PROBLEM TO SOLVE = Every line from the line containing "black beret, each" through the final line of the data is to be printed exactly; no other line is to appear.

[Object pointing dataset rows]
-*-
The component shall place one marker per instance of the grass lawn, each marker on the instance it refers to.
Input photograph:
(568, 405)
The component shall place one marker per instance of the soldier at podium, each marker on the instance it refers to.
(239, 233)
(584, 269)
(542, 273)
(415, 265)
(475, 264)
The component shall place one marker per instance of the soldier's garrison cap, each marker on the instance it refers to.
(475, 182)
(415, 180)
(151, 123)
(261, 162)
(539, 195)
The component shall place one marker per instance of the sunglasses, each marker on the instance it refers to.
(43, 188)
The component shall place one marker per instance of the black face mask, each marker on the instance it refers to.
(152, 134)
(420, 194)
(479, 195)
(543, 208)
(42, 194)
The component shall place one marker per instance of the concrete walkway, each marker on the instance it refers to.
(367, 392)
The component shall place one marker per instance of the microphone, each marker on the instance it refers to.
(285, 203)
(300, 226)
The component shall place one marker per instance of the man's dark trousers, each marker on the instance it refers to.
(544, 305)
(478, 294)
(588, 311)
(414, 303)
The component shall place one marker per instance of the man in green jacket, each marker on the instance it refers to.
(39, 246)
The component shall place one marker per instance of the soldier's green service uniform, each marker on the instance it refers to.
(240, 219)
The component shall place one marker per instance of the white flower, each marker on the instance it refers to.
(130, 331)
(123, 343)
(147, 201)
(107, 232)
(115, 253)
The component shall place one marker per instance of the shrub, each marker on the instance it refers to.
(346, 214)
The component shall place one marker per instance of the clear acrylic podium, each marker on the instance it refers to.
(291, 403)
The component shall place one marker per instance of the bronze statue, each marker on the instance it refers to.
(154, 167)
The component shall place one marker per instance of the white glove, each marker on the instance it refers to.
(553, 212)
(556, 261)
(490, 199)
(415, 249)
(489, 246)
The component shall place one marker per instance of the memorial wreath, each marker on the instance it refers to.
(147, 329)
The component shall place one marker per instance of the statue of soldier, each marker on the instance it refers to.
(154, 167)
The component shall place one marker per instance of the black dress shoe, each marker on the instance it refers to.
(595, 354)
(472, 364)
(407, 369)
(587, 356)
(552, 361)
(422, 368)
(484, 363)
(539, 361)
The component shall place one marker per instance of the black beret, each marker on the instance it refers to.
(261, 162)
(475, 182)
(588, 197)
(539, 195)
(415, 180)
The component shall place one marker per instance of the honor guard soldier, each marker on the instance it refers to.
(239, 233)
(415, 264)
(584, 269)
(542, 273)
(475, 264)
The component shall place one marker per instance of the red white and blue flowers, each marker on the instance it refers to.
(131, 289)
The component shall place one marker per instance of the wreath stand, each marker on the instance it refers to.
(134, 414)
-*-
OUTPUT FOR THIS TASK =
The component shall place one marker per instance of the black beret, each marker on the instance it refers to.
(261, 162)
(475, 182)
(588, 197)
(539, 195)
(415, 180)
The component shall place one marker per instance of the honor guard soldier, each marker on the instance it refers to.
(239, 233)
(415, 264)
(584, 269)
(542, 273)
(475, 264)
The component shall place one marker per instance of the red white and blue flowers, each marker on the instance it refers to.
(131, 289)
The component shall place one marker per instance of the wreath stand, each marker on the instance it refers to.
(134, 414)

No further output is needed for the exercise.